:: Text provided ::

Using Podman as Docker executor for GitLab runner results in GPU (driver) not being detected
Note: Issue initially posted here (GitLab forum).
Setup
-
Ubuntu Server 24.04 with kernel
6.8.0-1024-oracle -
Nvidia driver 580.82.07
-
GitLab CE (self-hosted)
-
CUDA 13.0
-
Nvidia Container Toolkit 1.18.0 (latest)
-
GitLab runner
Version: 18.5.0 Git revision: bda84871 Git branch: 18-5-stable GO version: go1.24.6 X:cacheprog Built: 2025-10-13T19:20:30Z OS/Arch: linux/amd64 -
Podman 4.9.3
-
CDI 0.5.0 (based on
/etc/cdi/nvidia.yaml)
Issue
Using Podman as the Docker executor in a GitLab runner creates containers without GPU even though --gpu setting is present inside runner's configuration. Using official Nvidia CUDA cuDNN as well as PyTorch images results in warning that Nvidia driver cannot be detected inside the container.
Description
I am trying to configure a group runner with GPU support for PyTorch but also pure CUDA workloads. The runner has been successfully registered and CPU-only CI jobs work without any issues.

:::
:: Data rows ::

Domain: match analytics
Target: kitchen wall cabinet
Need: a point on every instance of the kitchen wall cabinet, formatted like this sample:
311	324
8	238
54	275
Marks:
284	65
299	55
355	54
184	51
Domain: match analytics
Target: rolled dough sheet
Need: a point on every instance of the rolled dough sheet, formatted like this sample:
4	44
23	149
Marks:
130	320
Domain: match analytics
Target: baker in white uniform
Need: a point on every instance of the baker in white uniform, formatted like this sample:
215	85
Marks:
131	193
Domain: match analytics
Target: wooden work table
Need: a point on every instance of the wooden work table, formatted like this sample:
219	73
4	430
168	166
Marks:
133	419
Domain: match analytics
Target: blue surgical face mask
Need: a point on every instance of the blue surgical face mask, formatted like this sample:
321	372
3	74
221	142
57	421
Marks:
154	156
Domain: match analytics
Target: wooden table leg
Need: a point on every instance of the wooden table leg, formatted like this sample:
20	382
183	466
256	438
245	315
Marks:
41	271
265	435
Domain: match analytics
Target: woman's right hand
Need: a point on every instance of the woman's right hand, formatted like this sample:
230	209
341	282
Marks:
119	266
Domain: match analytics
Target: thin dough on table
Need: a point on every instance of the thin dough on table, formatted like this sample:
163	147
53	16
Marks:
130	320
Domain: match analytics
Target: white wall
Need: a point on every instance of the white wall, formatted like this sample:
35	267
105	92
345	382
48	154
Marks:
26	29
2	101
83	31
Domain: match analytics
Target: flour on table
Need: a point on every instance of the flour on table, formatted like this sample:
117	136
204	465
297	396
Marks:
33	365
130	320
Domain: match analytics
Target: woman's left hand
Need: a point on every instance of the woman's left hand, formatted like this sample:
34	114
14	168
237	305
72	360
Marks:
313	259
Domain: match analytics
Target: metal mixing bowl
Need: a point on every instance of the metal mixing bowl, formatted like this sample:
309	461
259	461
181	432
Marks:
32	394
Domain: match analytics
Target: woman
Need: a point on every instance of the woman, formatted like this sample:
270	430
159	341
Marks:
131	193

:::

§ **Problems and tasks**
1. What Podman version does the Podman post list in its setup?
2. Please pull out every line of the entries that contains the string "white", with case counting.
The Podman post and the entries are two unrelated pieces of material.

§ **Exercise answers**
1. Podman 4.9.3

2.
Target: baker in white uniform
Need: a point on every instance of the baker in white uniform, formatted like this sample:
Target: white wall
Need: a point on every instance of the white wall, formatted like this sample:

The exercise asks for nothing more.